| EXERCISE INPUT |

_ _ _ _

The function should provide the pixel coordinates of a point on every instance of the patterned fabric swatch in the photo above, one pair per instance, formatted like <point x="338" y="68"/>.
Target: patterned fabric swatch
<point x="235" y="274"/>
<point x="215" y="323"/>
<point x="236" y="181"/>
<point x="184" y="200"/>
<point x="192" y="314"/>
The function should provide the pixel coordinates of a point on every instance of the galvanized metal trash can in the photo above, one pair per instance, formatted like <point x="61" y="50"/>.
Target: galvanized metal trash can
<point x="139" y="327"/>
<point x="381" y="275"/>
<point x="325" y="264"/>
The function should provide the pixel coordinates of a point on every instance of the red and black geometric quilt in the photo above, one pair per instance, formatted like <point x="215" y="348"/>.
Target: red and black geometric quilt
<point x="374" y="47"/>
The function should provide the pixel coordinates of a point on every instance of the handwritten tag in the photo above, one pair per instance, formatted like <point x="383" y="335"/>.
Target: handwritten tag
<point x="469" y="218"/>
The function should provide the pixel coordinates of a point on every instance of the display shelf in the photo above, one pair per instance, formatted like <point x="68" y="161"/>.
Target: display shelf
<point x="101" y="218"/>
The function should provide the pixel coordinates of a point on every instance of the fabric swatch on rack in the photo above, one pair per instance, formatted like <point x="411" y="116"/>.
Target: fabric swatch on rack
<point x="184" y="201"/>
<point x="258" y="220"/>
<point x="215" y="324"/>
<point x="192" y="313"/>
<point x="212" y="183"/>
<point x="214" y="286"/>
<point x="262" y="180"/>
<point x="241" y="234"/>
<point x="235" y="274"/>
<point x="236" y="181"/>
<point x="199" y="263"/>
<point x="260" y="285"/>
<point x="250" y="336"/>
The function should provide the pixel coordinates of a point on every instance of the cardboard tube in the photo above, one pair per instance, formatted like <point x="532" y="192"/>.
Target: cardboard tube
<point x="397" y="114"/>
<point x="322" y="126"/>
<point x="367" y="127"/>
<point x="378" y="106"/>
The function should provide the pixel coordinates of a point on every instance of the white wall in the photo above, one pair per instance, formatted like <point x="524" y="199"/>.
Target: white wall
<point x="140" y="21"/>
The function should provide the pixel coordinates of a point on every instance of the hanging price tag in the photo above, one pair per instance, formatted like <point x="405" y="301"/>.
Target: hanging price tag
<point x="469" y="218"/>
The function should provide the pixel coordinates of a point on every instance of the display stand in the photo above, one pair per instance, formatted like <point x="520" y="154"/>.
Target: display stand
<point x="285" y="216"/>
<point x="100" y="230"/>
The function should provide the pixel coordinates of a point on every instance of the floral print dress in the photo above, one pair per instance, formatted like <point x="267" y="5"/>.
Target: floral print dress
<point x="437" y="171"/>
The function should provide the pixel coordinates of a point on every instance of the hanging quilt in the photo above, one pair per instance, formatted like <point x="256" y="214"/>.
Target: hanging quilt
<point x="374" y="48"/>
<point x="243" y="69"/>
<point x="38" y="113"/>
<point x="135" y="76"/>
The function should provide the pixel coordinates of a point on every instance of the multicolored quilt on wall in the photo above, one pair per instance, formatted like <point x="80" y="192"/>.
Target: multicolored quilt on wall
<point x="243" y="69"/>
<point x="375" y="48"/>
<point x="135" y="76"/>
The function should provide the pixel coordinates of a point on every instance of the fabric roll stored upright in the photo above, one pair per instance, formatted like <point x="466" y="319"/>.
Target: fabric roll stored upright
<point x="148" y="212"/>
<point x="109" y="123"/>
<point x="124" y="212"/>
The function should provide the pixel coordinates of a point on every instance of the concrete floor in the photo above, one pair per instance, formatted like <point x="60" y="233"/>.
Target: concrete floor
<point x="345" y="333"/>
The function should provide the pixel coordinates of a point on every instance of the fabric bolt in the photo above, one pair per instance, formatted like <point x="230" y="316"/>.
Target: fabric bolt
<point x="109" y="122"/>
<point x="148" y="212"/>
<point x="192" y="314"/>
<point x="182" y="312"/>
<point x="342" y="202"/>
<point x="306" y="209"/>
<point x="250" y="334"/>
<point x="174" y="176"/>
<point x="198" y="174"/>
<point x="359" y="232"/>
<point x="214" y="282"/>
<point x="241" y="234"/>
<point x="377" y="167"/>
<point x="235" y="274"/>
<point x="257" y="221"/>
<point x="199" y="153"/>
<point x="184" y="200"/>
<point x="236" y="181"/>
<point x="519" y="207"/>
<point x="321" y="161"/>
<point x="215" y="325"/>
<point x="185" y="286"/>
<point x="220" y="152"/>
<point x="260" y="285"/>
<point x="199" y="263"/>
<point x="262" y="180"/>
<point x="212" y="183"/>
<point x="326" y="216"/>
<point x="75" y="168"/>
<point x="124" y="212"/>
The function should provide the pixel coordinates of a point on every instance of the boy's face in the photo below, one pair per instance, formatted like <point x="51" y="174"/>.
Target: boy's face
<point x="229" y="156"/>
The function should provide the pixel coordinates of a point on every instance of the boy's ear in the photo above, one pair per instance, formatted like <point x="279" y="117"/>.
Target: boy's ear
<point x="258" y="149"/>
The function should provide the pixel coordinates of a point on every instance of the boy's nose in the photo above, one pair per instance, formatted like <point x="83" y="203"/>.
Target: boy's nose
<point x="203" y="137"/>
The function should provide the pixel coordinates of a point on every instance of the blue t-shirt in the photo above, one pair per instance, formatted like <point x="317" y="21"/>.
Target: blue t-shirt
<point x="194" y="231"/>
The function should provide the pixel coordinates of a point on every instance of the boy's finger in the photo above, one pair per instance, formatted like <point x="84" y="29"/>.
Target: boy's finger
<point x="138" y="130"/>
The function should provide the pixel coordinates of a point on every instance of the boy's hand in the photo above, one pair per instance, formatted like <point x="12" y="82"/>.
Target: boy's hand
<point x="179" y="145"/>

_ _ _ _

| TASK BRIEF |
From the listing above, extract every line exactly as it stands.

| FINAL RESULT |
The function should provide the pixel coordinates of a point on every instance of the patterned fabric swatch in the photo above, one pair per instance, formatted like <point x="338" y="68"/>.
Target: patterned fabric swatch
<point x="235" y="274"/>
<point x="215" y="323"/>
<point x="236" y="181"/>
<point x="184" y="200"/>
<point x="192" y="314"/>
The function should provide the pixel coordinates of a point on every instance of the galvanized metal trash can in the photo above, one pair per instance, formatted like <point x="61" y="50"/>.
Target: galvanized metal trash can
<point x="139" y="327"/>
<point x="381" y="275"/>
<point x="325" y="264"/>
The function should provide the pixel coordinates of a point on every instance of the red and black geometric quilt in the photo above, one pair per instance, formatted like <point x="215" y="348"/>.
Target: red and black geometric quilt
<point x="374" y="47"/>
The function should provide the pixel coordinates of a point on every instance of the handwritten tag in the photo above, one pair per instance, formatted like <point x="383" y="335"/>.
Target: handwritten tag
<point x="469" y="218"/>
The function should provide the pixel coordinates of a point on every instance of the display shelf in the photo above, one pair per instance, formatted like <point x="68" y="161"/>.
Target: display shelf
<point x="101" y="218"/>
The function should provide the pixel coordinates of a point on every instance of the fabric swatch on rack in the photo above, one pair per instance, formatted like <point x="411" y="116"/>.
Target: fabric swatch on rack
<point x="184" y="201"/>
<point x="258" y="220"/>
<point x="215" y="324"/>
<point x="192" y="313"/>
<point x="212" y="183"/>
<point x="214" y="286"/>
<point x="262" y="180"/>
<point x="241" y="234"/>
<point x="235" y="274"/>
<point x="236" y="181"/>
<point x="199" y="263"/>
<point x="260" y="285"/>
<point x="250" y="336"/>
The function should provide the pixel coordinates of a point on every instance of the cardboard tube in the photo above, one pair per instance, formatted like <point x="532" y="192"/>.
Target: cardboard tube
<point x="397" y="114"/>
<point x="322" y="126"/>
<point x="367" y="127"/>
<point x="378" y="106"/>
The function should provide the pixel coordinates of a point on every instance of the white wall in the photo above, one pair per instance, formatted like <point x="524" y="199"/>.
Target: white wall
<point x="140" y="21"/>
The function should provide the pixel coordinates of a point on every instance of the hanging price tag in the photo above, one pair per instance, formatted like <point x="405" y="301"/>.
Target: hanging price tag
<point x="469" y="218"/>
The function should provide the pixel coordinates of a point on every instance of the display stand in the photo above, one pair per instance, formatted like <point x="520" y="154"/>.
Target: display stand
<point x="285" y="216"/>
<point x="100" y="230"/>
The function should provide the pixel coordinates of a point on every instance of the floral print dress in the photo above, one pair per instance, formatted like <point x="267" y="5"/>.
Target: floral print dress
<point x="437" y="171"/>
The function should provide the pixel coordinates of a point on every instance of the hanging quilt in the photo above, one pair per instance, formatted like <point x="256" y="214"/>.
Target: hanging quilt
<point x="374" y="48"/>
<point x="243" y="69"/>
<point x="38" y="113"/>
<point x="135" y="76"/>
The function should provide the pixel coordinates of a point on every instance of the multicolored quilt on wall in the photo above, one pair per instance, formatted like <point x="80" y="192"/>.
Target: multicolored quilt on wall
<point x="243" y="69"/>
<point x="375" y="48"/>
<point x="135" y="76"/>
The function should provide the pixel coordinates of a point on every instance of the fabric roll stored upright in the photo above, one pair per instance, formatted like <point x="466" y="319"/>.
Target: fabric roll stored upright
<point x="148" y="212"/>
<point x="109" y="123"/>
<point x="124" y="212"/>
The function should provide the pixel coordinates of a point on every instance of the concrete floor in the photo above, one pair per instance, formatted like <point x="60" y="233"/>.
Target: concrete floor
<point x="345" y="333"/>
The function should provide the pixel coordinates of a point on every instance of the fabric bolt in the photo above, one pair per instance, formatted like <point x="230" y="316"/>.
Target: fabric bolt
<point x="109" y="122"/>
<point x="148" y="212"/>
<point x="192" y="314"/>
<point x="182" y="312"/>
<point x="342" y="202"/>
<point x="306" y="209"/>
<point x="250" y="334"/>
<point x="174" y="176"/>
<point x="198" y="174"/>
<point x="359" y="232"/>
<point x="214" y="282"/>
<point x="241" y="234"/>
<point x="377" y="167"/>
<point x="235" y="274"/>
<point x="257" y="221"/>
<point x="199" y="153"/>
<point x="184" y="200"/>
<point x="236" y="181"/>
<point x="519" y="207"/>
<point x="321" y="161"/>
<point x="215" y="325"/>
<point x="185" y="286"/>
<point x="220" y="152"/>
<point x="260" y="285"/>
<point x="199" y="263"/>
<point x="262" y="180"/>
<point x="212" y="183"/>
<point x="326" y="216"/>
<point x="75" y="168"/>
<point x="124" y="212"/>
The function should provide the pixel coordinates of a point on every instance of the boy's face in the photo below, one pair per instance, formatted like <point x="51" y="174"/>.
Target: boy's face
<point x="229" y="156"/>
The function should provide the pixel coordinates of a point on every instance of the boy's ear in the photo above, one pair per instance, formatted like <point x="279" y="117"/>.
Target: boy's ear
<point x="258" y="149"/>
The function should provide the pixel coordinates of a point on every instance of the boy's nose in the photo above, one pair per instance, formatted like <point x="83" y="203"/>.
Target: boy's nose
<point x="203" y="137"/>
The function should provide the pixel coordinates of a point on every instance of the blue t-shirt in the photo above, one pair per instance, formatted like <point x="317" y="21"/>.
Target: blue t-shirt
<point x="194" y="231"/>
The function should provide the pixel coordinates of a point on every instance of the boy's finger in the photo above, one pair per instance, formatted like <point x="84" y="29"/>.
Target: boy's finger
<point x="138" y="130"/>
The function should provide the pixel coordinates of a point on every instance of the boy's hand in the photo above, one pair per instance, formatted like <point x="12" y="82"/>.
Target: boy's hand
<point x="179" y="145"/>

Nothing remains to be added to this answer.